==== Study text

The findings also feed into debates over conservation issues, with respect both to salmon and the forest. The goal of some policies has been to conserve the fisheries for human exploitation, regarding birds and animals as costly competitors. In the past, Alaska had a bounty on eagles because they ate salmon. In British Columbia, until the early 1970s, it was routine for ‘Creek Guardians’, hired by the Canadian Department of Fisheries and Oceans, to walk the streams, count fish, and shoot bears as part of their job. Last year some 4,400 hunters were permitted to kill 400 grizzly bears and 4,000 black bears in British Columbia. The actual number killed by poachers and others is as unknown as the ecological implications of the hunt.
‘Bears have a minor affect on running salmon, contrary to what conservation officials believe,’ says Reimchen. ‘Few predators take more than 10 per cent of their prey population; people take between 40 and 75 per cent of the salmon run.’ At Bag Harbour Reimchen found that about 70 per cent of females were spawned-out at the time of capture, and the average male had spawned about six times prior to capture.
‘People act as if they harvest the surplus, and are the only harvesters. They think that all the dead fish in the stream are wasted,’ says Reimchen. ‘But in ecosystems there is no surplus. Everything is used.’ Not only do salmon replenish the forest but they also vitalise streams and estuaries with carbon, nitrogen, phosphorous, and micro-nutrients. Nearly 50 per cent of the nutrients that juvenile salmon consume comes from dead parents.
Reimchen points to commercial fisheries and habitat loss through poor forestry practices for substantially reducing the number of salmon over the last 100 years. British Columbia has 25 per cent of all the coastal temperate rainforest in the world, and 39 per cent of it has already been logged. And while the government has committed 12 per cent of forest to protected status, there is a major flaw in the plan. According to organisations such as the Sierra Club, the David Suzuki Foundation, and others, the critically low elevation forests – the valleys, where the best timber is, and where the salmon and bears are – are absent from this 12 per cent.
‘All the systems are either logged, un-logged, or slated to be logged, and they may or may not have fish in them,’ Reimchen says, pointing to the big rocks in the mouth of Salmon River where, according to the Canadian Department of Fisheries and Oceans, there were once 40,000 fish spawning. ‘Look at this mess, all this big broken rock left behind, sits here, in the mouth, and all the gravel that is good for spawning is now out in the bay, because of the clear-cut logging here forty years ago.
That is why there are no salmon here anymore.

========
==== Extracted material

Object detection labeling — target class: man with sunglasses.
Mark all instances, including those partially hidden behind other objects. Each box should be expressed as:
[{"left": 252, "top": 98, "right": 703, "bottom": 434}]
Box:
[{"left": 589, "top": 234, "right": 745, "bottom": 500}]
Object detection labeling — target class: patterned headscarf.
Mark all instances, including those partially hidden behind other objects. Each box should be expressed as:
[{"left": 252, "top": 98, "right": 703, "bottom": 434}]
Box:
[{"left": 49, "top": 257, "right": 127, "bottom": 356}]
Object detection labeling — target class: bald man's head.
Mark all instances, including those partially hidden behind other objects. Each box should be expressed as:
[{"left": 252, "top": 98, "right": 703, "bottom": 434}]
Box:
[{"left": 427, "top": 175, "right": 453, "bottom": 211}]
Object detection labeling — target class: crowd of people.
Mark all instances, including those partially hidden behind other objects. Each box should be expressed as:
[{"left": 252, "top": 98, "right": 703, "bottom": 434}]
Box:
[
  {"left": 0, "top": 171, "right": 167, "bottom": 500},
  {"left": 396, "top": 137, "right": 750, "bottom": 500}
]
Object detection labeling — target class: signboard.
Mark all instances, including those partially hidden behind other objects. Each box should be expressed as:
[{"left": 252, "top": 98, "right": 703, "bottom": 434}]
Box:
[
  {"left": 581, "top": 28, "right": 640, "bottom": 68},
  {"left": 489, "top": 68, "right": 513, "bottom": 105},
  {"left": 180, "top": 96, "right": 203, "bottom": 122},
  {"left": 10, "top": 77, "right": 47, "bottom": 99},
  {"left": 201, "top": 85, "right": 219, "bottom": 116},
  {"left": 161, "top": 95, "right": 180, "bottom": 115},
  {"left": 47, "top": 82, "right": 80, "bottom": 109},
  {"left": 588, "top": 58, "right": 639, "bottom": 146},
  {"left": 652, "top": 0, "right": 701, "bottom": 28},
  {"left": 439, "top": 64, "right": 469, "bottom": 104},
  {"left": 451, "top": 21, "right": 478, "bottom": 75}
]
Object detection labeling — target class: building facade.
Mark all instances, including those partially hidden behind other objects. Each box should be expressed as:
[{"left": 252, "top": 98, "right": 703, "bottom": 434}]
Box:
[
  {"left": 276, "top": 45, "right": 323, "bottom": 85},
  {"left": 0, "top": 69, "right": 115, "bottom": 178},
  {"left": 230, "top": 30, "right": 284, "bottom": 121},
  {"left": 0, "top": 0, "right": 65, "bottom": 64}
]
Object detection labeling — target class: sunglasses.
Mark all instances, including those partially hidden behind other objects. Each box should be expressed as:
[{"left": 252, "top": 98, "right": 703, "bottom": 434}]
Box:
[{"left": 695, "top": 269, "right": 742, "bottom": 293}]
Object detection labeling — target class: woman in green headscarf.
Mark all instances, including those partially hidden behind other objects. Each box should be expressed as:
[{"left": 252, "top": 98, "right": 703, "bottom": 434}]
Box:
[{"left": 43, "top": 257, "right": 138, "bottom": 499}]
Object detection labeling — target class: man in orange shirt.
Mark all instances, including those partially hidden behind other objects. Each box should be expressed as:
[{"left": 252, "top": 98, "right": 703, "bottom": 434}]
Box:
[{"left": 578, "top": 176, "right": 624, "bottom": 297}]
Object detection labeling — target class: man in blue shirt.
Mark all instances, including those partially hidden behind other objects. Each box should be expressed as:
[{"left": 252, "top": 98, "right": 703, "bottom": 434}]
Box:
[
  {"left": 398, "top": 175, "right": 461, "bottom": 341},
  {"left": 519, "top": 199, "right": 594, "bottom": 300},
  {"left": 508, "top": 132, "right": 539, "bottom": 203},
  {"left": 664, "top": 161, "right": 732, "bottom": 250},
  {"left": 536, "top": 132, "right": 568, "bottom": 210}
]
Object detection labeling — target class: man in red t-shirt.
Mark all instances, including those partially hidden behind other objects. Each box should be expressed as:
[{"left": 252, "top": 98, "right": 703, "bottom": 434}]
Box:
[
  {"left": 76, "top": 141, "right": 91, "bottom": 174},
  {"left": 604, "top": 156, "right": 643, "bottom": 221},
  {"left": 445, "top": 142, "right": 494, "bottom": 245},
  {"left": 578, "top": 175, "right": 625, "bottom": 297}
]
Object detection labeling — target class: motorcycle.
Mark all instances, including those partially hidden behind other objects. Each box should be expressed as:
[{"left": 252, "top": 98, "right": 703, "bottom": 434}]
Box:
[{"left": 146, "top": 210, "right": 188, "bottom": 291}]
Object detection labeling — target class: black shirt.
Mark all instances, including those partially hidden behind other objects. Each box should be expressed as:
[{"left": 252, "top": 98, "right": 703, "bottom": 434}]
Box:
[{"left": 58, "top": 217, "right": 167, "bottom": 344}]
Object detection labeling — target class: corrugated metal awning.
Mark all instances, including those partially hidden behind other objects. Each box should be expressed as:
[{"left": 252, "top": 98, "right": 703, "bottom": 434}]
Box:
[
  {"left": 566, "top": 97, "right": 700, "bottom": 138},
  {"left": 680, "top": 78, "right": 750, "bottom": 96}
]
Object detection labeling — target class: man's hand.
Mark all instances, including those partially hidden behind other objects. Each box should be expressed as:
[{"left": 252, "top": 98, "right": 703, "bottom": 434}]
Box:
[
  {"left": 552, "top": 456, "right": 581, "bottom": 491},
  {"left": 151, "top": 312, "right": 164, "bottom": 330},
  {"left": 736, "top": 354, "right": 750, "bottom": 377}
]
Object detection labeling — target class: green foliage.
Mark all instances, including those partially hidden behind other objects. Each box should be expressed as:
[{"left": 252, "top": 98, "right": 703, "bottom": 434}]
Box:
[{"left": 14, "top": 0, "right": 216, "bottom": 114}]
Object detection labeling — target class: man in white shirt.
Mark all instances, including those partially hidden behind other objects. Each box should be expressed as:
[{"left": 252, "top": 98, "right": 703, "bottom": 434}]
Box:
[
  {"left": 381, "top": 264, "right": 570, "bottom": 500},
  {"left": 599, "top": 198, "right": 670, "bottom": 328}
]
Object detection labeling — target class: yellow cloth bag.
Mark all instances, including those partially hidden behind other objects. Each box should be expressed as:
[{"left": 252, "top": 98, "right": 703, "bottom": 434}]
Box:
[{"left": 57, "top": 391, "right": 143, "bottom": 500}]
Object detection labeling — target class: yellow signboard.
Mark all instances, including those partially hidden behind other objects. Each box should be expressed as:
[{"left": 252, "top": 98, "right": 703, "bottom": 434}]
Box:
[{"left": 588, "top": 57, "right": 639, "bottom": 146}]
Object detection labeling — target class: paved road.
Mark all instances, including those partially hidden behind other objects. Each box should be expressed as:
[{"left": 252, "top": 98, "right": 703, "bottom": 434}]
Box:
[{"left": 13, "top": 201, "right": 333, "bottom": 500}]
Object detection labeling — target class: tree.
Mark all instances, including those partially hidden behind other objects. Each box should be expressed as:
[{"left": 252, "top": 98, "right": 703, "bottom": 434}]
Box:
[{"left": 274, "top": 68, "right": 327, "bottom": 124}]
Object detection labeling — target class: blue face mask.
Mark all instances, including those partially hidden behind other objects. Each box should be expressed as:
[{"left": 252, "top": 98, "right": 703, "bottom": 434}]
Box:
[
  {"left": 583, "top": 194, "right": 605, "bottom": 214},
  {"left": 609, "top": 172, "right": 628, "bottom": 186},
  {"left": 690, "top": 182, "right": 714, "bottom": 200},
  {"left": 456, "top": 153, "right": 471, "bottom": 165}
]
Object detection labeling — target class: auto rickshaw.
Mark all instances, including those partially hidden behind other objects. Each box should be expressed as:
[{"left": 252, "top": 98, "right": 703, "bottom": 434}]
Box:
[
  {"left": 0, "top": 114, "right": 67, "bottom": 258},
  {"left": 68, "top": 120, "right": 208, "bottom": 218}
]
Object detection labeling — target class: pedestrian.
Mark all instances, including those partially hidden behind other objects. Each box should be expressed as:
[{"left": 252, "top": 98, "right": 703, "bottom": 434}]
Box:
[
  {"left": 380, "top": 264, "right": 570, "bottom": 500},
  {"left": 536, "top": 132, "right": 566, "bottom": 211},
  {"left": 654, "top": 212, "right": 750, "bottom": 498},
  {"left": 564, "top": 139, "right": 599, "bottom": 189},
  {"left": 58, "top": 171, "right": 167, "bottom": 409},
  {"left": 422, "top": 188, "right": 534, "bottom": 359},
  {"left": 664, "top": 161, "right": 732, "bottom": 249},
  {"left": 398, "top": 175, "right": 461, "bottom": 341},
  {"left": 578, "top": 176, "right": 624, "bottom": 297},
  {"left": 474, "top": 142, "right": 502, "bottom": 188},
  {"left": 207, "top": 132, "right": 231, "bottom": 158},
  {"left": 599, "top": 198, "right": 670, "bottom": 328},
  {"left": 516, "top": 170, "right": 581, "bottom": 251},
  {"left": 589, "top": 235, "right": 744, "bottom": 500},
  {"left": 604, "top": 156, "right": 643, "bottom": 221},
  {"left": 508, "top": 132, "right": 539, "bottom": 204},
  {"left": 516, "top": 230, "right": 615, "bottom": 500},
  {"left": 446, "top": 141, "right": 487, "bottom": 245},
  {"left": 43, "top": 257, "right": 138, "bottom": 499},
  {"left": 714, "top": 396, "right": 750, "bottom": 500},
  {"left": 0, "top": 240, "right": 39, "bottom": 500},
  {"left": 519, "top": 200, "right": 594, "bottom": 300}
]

========

Problem details: Rewrite the stretch of the salmon and forest text from "The findings also" through "of the hunt.", swapping "eagles" for "hawks".

Worked solution:
The findings also feed into debates over conservation issues, with respect both to salmon and the forest. The goal of some policies has been to conserve the fisheries for human exploitation, regarding birds and animals as costly competitors. In the past, Alaska had a bounty on hawks because they ate salmon. In British Columbia, until the early 1970s, it was routine for ‘Creek Guardians’, hired by the Canadian Department of Fisheries and Oceans, to walk the streams, count fish, and shoot bears as part of their job. Last year some 4,400 hunters were permitted to kill 400 grizzly bears and 4,000 black bears in British Columbia. The actual number killed by poachers and others is as unknown as the ecological implications of the hunt.